### [Work to complete]
Look through the entries below and report every line that has "Subject".

#####

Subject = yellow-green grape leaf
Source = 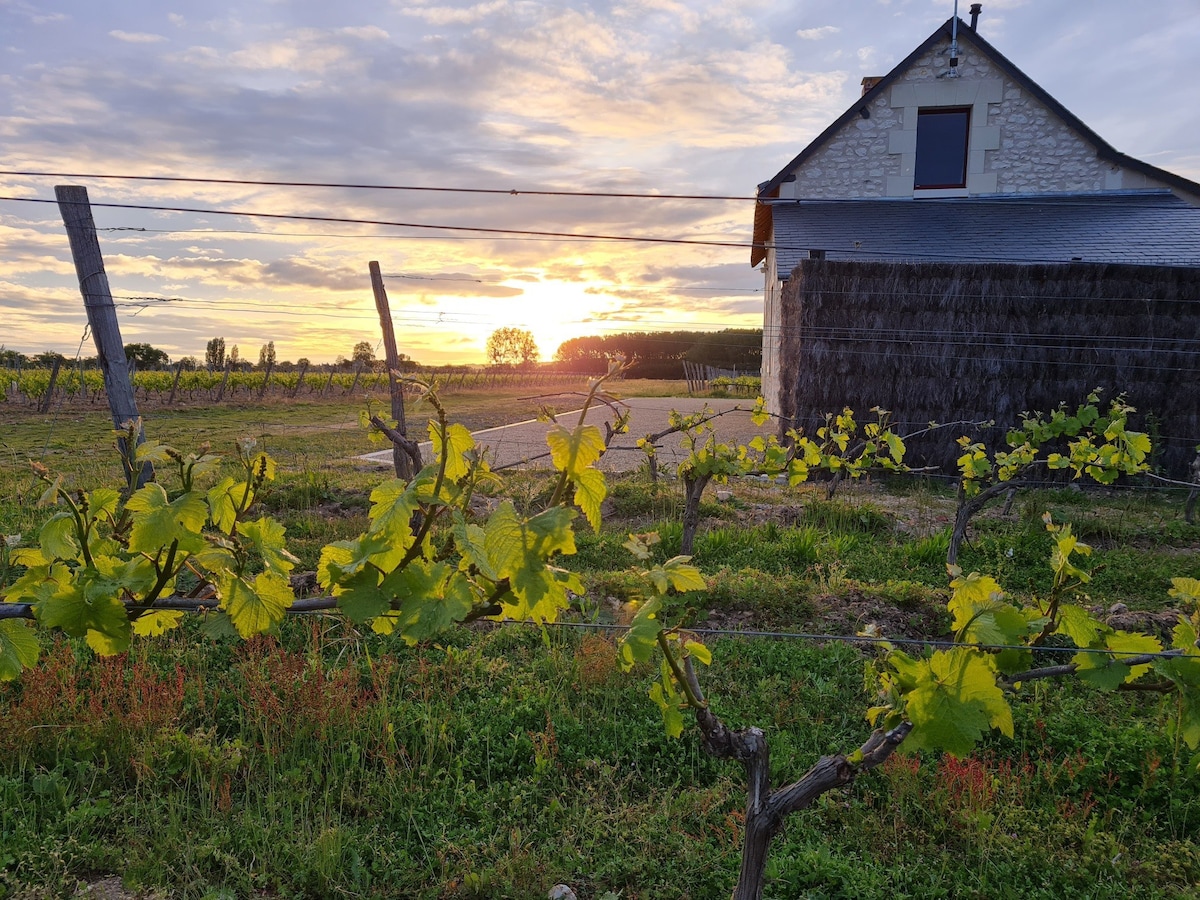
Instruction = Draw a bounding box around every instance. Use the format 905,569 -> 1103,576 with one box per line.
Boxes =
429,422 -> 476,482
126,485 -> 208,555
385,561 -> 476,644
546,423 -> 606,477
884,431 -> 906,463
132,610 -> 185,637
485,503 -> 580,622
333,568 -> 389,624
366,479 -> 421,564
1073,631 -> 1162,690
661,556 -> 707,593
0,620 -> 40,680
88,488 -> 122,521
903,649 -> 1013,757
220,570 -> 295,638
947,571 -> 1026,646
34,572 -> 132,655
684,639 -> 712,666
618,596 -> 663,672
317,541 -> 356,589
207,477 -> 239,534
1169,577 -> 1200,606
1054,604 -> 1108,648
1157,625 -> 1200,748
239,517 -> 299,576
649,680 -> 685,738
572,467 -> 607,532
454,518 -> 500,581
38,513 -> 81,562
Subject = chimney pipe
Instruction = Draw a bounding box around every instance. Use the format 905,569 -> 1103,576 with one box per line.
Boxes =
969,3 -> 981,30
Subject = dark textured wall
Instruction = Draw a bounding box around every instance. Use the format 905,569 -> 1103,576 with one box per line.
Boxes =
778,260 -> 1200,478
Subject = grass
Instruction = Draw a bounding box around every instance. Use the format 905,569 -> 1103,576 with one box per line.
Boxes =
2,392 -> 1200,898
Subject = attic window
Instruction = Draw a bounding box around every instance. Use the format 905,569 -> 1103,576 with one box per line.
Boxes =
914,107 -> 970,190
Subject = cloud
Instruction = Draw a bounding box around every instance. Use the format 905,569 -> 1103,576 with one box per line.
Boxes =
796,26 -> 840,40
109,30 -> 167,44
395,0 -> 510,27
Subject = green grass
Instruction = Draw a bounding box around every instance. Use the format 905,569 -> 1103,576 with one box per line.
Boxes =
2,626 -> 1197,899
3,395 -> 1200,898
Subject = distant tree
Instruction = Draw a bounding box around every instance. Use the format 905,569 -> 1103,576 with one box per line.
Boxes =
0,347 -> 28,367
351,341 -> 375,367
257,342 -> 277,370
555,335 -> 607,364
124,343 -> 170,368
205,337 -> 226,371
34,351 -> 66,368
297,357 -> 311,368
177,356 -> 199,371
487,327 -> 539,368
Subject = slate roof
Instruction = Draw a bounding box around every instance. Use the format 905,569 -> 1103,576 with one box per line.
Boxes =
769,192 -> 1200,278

#####

### [Answer for this exercise]
Subject = yellow-green grape leaf
Subject = chimney pipe
Subject = dark textured wall
Subject = grass
Subject = attic window
Subject = cloud
Subject = green grass
Subject = distant tree
Subject = slate roof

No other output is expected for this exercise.